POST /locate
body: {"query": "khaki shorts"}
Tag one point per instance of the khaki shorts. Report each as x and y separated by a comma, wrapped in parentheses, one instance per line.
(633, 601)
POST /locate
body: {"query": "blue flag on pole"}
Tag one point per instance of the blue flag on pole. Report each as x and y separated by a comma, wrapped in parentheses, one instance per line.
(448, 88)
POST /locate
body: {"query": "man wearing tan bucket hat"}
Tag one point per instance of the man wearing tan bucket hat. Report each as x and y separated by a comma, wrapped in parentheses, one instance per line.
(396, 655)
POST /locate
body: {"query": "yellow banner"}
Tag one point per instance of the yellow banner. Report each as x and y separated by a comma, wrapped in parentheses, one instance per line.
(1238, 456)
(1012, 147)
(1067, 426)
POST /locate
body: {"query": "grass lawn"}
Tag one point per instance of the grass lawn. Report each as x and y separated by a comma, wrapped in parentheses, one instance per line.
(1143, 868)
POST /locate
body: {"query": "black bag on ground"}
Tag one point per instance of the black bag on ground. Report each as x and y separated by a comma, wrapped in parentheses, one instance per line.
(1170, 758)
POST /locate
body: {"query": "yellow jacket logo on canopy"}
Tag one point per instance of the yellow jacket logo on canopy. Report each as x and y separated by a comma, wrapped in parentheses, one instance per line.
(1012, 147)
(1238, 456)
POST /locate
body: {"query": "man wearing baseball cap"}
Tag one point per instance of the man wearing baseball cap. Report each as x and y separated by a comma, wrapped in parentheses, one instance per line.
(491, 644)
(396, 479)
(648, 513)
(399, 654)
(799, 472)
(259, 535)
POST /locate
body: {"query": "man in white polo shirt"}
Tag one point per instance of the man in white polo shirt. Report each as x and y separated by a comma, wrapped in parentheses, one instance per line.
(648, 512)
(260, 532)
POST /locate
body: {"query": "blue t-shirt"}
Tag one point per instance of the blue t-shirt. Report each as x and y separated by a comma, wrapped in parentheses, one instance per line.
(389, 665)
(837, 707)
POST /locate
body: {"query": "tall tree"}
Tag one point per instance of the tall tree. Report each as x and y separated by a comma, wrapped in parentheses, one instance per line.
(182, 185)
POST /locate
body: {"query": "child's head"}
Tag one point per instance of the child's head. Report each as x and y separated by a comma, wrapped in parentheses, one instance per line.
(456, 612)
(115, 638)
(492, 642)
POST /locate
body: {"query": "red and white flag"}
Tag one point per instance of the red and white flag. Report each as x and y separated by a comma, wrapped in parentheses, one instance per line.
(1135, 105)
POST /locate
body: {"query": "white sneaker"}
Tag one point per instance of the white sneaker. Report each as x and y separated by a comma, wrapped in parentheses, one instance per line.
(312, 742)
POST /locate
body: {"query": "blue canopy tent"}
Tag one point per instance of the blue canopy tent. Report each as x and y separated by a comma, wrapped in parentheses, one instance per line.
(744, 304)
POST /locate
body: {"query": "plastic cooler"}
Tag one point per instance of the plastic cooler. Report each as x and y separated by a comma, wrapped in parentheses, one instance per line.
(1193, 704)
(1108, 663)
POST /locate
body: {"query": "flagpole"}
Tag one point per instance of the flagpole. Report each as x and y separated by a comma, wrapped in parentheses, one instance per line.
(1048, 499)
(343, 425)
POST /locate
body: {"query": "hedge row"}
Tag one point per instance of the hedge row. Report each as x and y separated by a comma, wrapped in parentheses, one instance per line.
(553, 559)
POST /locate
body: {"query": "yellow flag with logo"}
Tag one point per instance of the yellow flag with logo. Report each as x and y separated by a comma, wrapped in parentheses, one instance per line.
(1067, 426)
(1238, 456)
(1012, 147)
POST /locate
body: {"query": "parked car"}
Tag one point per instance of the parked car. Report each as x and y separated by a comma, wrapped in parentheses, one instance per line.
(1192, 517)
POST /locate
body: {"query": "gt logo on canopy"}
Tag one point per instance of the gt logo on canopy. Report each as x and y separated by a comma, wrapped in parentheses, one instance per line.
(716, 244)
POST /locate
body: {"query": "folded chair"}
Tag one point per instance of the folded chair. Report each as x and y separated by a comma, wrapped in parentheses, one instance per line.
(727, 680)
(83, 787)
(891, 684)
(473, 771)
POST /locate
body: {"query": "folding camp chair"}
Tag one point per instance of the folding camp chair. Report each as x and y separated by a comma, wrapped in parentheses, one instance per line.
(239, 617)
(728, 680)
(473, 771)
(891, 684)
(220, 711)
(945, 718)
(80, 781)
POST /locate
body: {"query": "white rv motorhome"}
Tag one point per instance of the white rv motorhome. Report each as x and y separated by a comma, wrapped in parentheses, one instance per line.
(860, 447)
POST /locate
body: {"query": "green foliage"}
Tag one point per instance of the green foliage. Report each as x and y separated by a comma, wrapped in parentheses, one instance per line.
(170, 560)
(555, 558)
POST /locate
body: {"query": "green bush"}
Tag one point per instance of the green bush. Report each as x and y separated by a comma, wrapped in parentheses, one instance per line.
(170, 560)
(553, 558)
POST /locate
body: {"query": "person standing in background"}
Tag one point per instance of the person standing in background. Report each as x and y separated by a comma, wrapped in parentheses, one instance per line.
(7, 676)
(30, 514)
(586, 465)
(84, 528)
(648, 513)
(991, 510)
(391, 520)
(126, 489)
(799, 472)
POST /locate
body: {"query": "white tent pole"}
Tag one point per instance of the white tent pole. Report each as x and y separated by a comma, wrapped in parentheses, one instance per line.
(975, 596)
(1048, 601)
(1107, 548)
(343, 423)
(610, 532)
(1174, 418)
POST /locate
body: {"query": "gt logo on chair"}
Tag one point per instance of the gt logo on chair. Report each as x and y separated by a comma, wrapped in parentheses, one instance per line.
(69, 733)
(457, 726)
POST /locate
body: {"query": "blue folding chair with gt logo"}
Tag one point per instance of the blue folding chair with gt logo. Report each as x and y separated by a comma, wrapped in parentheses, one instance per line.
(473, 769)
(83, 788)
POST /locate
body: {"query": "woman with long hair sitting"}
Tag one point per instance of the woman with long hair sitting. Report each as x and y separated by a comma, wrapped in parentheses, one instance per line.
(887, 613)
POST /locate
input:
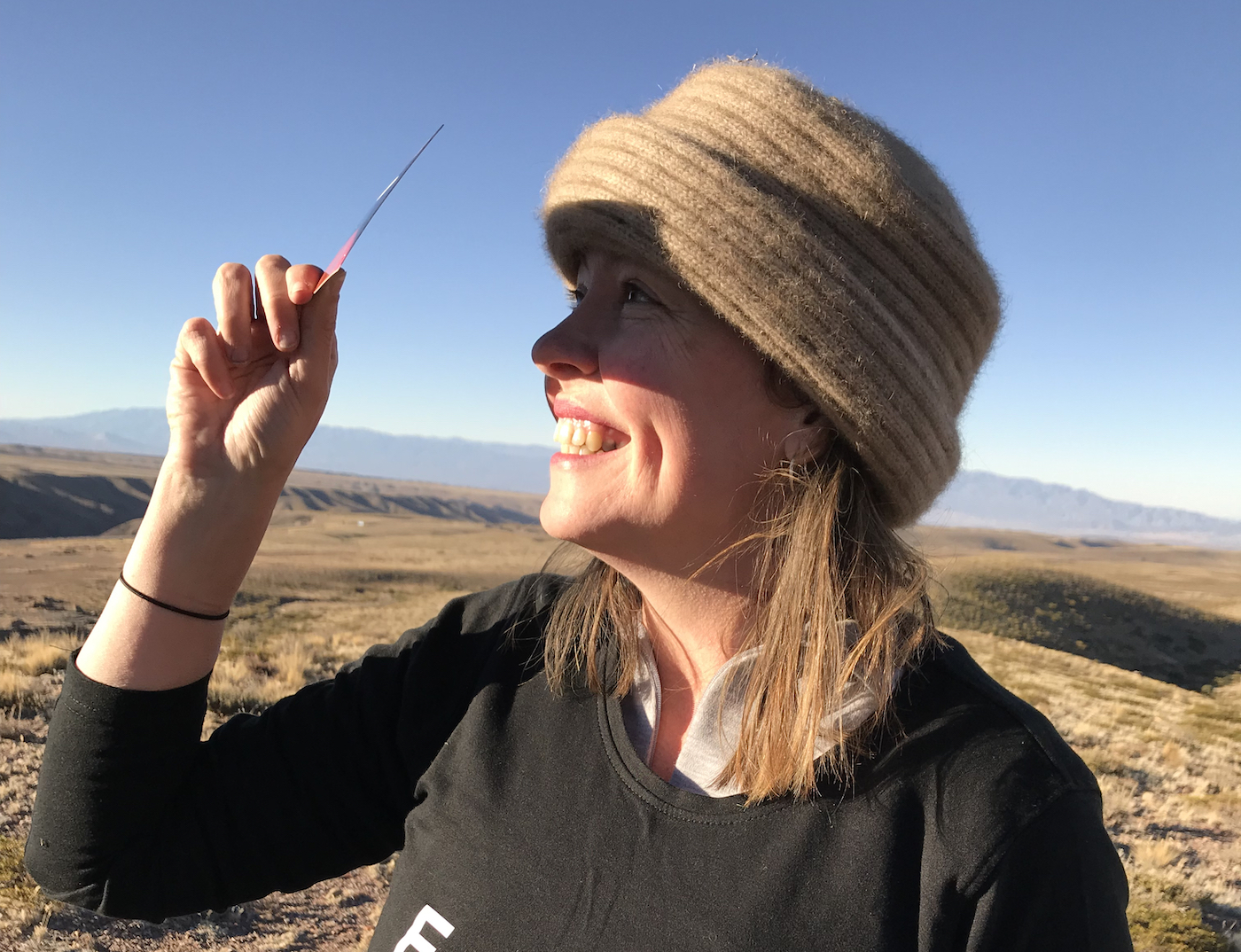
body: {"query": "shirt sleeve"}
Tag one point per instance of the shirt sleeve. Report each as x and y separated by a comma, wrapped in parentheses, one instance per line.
(137, 817)
(1058, 886)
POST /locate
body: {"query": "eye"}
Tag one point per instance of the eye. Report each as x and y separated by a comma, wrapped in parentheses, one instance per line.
(636, 294)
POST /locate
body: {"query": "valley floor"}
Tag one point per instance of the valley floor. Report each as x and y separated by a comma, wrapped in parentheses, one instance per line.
(328, 585)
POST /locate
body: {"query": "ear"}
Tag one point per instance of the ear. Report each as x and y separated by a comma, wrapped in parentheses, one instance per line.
(808, 440)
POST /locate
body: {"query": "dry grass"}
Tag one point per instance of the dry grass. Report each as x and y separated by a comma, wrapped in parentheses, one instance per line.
(323, 589)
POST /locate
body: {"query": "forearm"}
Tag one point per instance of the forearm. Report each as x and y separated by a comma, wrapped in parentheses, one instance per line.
(192, 551)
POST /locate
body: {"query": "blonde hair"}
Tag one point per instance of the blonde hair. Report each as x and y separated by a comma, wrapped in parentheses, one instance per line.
(824, 554)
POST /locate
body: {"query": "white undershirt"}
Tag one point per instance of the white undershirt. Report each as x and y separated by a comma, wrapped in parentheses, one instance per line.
(715, 726)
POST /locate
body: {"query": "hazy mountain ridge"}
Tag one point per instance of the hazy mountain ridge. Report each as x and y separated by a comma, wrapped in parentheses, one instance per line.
(49, 493)
(339, 449)
(973, 499)
(987, 501)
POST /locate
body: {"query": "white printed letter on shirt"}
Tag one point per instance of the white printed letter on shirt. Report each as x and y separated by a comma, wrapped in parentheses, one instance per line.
(413, 937)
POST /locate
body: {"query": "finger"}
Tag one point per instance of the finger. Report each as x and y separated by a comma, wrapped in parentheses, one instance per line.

..............................

» PROBLEM STATEMENT
Gather every line of the records above that contains the word "baseball", and list those lines in the order in which they appear.

» WRITTEN ANSWER
body: {"query": "man wearing baseball cap"}
Tag one point per instance of the man wearing baseball cap. Report each as x and y separated by a comma, wrapped in parentheses, one instance per line.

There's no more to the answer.